> Written exercise
Set down each of the following lines verbatim, changing nothing.

────────

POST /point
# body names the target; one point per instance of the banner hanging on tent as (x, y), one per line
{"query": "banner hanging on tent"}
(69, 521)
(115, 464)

────────

> Reply to the task
POST /point
# body names the target; one point per instance of the banner hanging on tent as (x, y), one per line
{"query": "banner hanging on tent"}
(69, 521)
(115, 464)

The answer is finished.